- _Direction A_:
Name every Corsair part in Big-A's retirement rig in the PC build thread.
- _Direction B_:
According to the quoted post in the PC build thread, why are aluminium radiators "trash"?

───── Extracted text ─────

The LED lights are for my wife's pc case.....A little sparkle for her ;-)


----------



## Kovoet (May 13, 2021)

Enjoy, I just bought for my 60th a amd 5900x and a crosshair hero viii.


----------



## Big-A (May 21, 2021)

I also just bought me a retirement rig. 

Processor - Ryzen 7-5800X, 8 core, 16 threads 3.8 Ghz/ 4.7 Ghz Boost Clock
MB        - Asus TUF X570 Plus, Wifi
Ram       - GSkill FlareX PC-3200, CL-16 Dual Channel Kit For AMD, 32GB
HD        - Samsung 970 Evo PLUS-2TB NVMe M.2 PCI-E x4
Power     - Antec, Signature Series ST1000, 80 PLUS Titanium Certified, 1000W Full Modular 
Video     - Asus TUF RX 6900XT OC Gaming 16GB
Case      - Corsair 4000D Airflow,Tempered Glass Mid-Tower, White
Cooler    - Corsair H100i elite Capellix IceQ RGB, White
Fans x3   - Corsair LL120 RGB LED Dual Light Loop PWM Fan, 120mm, White


----------



## AsRock (May 21, 2021)

dgianstefani said:


> It leads to galvanic corrosion, regardless of additives to the coolant which eventually stop working. Hence trash. There's no good reason to use aluminium radiators over pure copper other than cost savings.
> 
> *And even if you're going the cost savings route, simplest way is just to have a pure aluminium loop.*



Would be to just get a air cooler, with the added bonus no pump to fail or some thing else.

───── Information given ─────

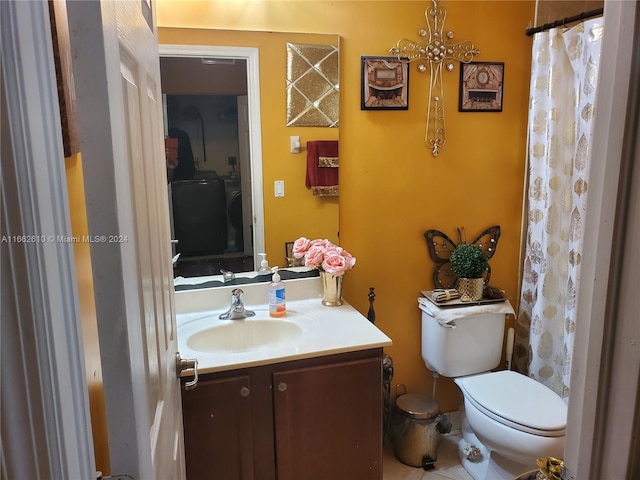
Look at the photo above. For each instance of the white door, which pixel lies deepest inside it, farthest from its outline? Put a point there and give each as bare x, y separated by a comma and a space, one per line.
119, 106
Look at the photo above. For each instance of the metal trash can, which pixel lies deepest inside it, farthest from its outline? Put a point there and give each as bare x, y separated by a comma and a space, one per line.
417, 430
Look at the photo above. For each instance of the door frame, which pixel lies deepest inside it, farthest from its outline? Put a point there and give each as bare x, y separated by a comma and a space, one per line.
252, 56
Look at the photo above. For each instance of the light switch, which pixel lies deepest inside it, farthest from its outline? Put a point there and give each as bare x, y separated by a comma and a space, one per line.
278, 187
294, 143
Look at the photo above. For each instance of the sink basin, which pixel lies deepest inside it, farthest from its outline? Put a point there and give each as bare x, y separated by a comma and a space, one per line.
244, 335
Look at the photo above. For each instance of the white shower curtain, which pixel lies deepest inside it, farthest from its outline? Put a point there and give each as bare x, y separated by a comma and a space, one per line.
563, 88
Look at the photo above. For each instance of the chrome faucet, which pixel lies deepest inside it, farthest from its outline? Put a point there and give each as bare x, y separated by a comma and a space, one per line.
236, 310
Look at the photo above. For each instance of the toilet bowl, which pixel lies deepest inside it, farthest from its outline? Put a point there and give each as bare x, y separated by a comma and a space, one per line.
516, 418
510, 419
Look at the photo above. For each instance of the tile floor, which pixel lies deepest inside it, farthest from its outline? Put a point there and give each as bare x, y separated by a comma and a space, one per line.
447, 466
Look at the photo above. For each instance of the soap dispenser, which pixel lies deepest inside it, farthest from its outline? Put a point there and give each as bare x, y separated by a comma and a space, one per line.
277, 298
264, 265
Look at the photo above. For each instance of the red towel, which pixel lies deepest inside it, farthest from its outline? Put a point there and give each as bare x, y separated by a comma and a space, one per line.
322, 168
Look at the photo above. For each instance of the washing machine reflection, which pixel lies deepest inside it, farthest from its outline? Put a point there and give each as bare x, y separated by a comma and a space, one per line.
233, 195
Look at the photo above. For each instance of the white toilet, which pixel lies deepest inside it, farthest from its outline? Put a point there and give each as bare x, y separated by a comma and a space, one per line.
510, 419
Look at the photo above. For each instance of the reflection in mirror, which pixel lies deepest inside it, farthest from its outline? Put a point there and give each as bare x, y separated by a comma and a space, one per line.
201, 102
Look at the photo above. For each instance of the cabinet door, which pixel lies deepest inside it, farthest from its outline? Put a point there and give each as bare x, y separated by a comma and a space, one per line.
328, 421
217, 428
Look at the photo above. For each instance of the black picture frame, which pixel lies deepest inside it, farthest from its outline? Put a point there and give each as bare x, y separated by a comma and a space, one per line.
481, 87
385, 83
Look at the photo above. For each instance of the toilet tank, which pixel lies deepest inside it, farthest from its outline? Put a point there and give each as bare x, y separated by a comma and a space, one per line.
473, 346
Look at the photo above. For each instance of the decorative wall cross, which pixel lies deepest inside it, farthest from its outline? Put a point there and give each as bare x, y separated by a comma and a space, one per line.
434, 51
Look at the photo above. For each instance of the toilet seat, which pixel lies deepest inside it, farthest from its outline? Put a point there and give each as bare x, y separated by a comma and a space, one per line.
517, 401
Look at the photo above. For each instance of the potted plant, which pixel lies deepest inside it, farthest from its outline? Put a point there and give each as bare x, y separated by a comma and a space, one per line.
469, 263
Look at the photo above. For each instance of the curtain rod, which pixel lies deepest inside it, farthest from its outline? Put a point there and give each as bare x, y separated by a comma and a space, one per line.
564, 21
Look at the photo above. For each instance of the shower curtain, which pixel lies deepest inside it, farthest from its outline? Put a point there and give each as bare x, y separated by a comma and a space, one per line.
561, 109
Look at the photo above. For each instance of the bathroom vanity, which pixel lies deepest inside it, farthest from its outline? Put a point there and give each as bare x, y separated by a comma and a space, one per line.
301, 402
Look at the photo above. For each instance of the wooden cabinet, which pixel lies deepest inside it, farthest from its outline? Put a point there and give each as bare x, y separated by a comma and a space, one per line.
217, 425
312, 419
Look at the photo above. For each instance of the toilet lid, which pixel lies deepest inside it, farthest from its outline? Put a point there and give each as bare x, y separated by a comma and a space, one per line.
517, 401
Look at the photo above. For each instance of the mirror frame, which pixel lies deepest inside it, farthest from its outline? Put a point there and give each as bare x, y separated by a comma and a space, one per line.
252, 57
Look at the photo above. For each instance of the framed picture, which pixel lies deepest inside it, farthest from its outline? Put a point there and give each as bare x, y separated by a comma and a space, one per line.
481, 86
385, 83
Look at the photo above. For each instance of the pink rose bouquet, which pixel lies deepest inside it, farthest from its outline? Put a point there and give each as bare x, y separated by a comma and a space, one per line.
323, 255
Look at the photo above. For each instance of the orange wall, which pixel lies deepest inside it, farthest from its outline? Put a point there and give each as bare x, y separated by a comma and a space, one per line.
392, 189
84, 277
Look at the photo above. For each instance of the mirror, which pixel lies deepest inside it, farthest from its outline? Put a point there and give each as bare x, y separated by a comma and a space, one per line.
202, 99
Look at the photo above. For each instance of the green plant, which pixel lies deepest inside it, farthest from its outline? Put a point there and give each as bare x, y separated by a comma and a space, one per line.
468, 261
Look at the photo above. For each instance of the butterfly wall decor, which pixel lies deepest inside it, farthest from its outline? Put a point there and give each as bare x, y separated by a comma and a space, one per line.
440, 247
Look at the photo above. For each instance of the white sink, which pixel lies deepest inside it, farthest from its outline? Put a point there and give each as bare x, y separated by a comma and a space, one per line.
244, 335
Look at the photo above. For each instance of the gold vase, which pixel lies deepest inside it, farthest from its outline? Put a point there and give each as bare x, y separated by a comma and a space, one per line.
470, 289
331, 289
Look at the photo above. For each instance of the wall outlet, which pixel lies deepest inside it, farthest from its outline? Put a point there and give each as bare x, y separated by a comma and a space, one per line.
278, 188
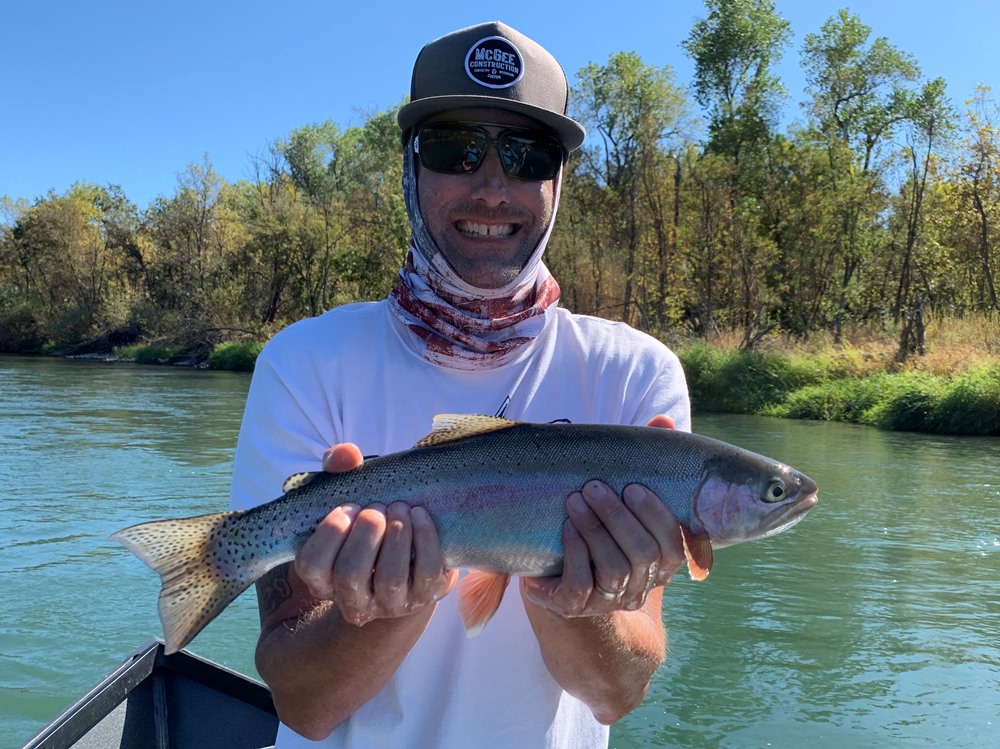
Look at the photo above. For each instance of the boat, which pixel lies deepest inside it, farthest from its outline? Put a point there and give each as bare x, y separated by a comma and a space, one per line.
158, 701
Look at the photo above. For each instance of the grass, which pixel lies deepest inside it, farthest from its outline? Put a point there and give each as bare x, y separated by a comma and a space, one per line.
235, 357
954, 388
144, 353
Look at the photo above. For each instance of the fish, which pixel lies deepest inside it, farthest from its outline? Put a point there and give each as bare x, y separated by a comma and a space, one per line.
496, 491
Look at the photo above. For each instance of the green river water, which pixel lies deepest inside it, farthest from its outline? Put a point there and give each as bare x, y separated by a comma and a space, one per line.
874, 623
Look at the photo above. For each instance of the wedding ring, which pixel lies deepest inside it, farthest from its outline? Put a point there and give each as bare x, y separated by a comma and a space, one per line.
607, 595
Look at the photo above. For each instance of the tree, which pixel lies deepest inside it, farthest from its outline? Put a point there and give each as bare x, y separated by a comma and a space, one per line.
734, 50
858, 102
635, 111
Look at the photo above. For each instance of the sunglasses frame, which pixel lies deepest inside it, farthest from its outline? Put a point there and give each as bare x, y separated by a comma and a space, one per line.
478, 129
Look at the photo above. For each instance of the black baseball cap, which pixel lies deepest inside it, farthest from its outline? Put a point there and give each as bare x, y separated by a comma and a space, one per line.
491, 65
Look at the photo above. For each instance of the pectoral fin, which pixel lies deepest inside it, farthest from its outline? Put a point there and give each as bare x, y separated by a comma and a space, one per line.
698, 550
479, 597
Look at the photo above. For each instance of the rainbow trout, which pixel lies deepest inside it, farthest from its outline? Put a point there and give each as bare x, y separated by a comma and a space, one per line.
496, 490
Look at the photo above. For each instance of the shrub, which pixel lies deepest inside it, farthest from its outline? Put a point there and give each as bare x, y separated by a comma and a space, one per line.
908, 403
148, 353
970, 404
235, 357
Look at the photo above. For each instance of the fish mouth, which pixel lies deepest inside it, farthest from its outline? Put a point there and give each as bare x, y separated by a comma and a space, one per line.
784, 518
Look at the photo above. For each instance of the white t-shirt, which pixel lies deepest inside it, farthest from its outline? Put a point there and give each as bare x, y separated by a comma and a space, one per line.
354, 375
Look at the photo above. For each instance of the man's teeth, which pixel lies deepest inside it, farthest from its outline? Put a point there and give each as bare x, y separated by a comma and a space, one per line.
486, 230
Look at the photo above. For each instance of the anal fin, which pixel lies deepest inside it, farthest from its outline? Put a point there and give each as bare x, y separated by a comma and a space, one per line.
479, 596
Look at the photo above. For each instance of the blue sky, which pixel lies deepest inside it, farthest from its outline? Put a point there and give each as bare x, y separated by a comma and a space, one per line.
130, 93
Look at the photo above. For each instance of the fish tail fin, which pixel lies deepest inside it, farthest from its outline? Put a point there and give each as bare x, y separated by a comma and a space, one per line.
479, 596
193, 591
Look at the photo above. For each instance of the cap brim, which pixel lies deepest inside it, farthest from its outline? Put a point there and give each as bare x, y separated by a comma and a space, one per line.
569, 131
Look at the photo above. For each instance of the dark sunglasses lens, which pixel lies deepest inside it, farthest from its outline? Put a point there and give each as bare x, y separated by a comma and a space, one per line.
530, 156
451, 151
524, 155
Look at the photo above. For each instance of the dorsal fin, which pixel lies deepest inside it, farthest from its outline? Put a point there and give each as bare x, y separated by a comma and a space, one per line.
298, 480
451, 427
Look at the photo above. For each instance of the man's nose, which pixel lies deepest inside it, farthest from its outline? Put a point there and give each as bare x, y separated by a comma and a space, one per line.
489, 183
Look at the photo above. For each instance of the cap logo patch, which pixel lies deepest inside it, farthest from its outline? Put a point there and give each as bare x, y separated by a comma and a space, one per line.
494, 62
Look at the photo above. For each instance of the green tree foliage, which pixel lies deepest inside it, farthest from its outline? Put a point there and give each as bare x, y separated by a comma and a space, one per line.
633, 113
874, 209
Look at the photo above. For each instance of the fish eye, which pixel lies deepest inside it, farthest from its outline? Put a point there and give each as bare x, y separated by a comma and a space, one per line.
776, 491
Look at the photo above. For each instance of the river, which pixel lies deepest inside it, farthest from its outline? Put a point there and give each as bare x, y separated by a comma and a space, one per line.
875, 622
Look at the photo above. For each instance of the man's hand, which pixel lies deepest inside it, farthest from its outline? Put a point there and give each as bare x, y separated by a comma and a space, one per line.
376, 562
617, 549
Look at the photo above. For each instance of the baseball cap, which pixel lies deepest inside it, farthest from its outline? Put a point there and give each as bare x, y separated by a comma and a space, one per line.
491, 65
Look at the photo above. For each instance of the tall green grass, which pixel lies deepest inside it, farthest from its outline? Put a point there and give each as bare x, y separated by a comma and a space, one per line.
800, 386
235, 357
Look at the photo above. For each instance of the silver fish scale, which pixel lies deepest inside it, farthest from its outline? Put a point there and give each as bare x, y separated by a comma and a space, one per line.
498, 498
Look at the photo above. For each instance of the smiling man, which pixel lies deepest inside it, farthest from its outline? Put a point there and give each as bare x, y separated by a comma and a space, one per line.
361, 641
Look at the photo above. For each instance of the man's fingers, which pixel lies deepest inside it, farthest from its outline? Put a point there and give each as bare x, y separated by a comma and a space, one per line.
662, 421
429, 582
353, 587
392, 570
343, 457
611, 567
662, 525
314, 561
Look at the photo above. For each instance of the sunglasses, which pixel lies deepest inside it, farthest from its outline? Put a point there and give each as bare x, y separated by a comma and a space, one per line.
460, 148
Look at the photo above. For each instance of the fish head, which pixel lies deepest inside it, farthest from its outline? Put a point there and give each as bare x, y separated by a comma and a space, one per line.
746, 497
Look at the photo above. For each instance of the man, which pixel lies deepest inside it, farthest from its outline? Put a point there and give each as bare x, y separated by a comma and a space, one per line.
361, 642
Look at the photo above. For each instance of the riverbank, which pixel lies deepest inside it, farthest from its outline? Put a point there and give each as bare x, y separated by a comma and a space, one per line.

─────

- _Solution A_:
- Corsair 4000D Airflow, Tempered Glass Mid-Tower, White (case)
- Corsair H100i elite Capellix IceQ RGB, White (cooler)
- Corsair LL120 RGB LED Dual Light Loop PWM Fan, 120mm, White (fans, three of them)

- _Solution B_:
They lead to galvanic corrosion, and additives in the coolant don't prevent it because the additives eventually stop working. The post says cost savings are the only reason to choose them over pure copper.